■ **Exercise details**: Copy the entries below word for word, but omit any pictures they contain.

● ● ● ●

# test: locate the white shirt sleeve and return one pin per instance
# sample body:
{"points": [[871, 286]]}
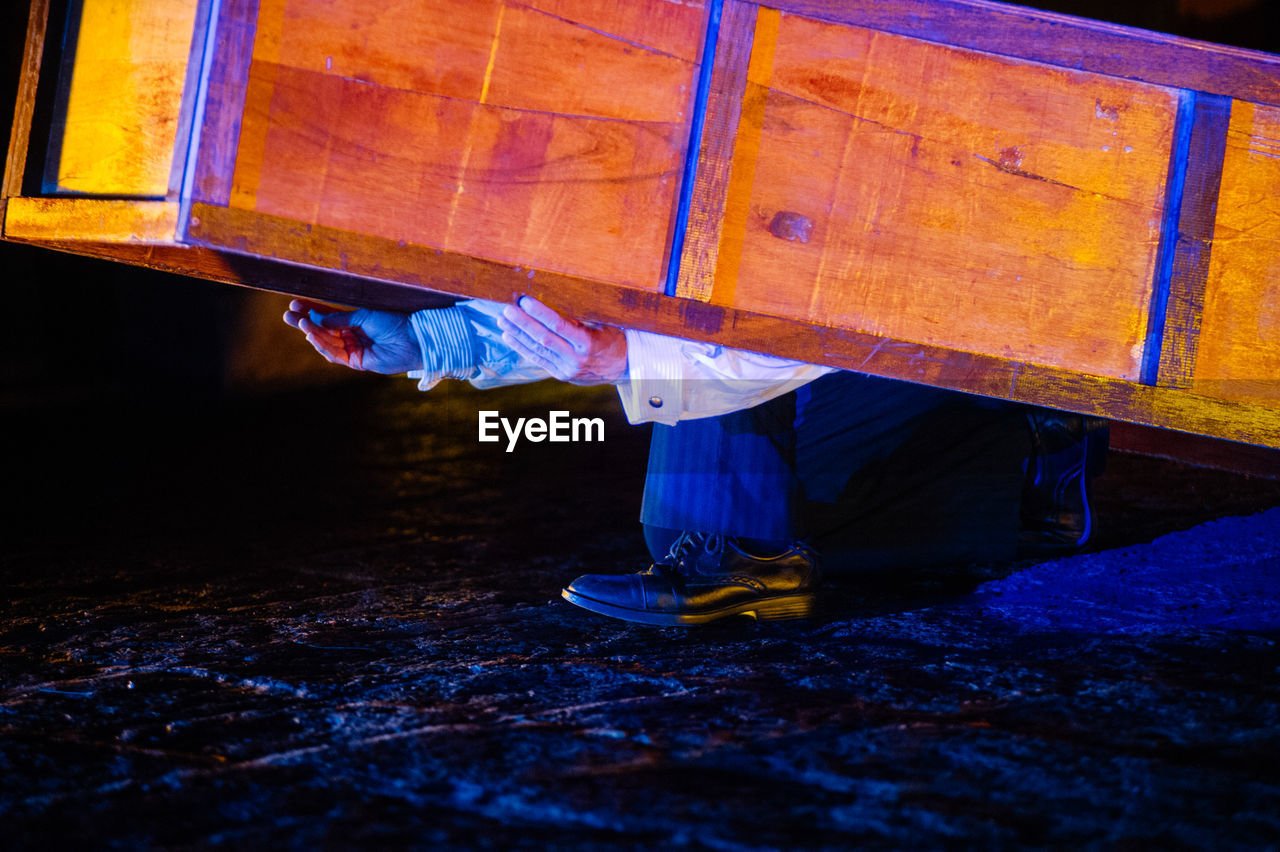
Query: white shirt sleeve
{"points": [[465, 342], [667, 379], [672, 379]]}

● ● ● ●

■ **Answer to this problem**:
# test: locate the white shirt sleeve and return one pin per instance
# sample body:
{"points": [[871, 286]]}
Query: white shirt sleeve
{"points": [[465, 342], [667, 379], [672, 379]]}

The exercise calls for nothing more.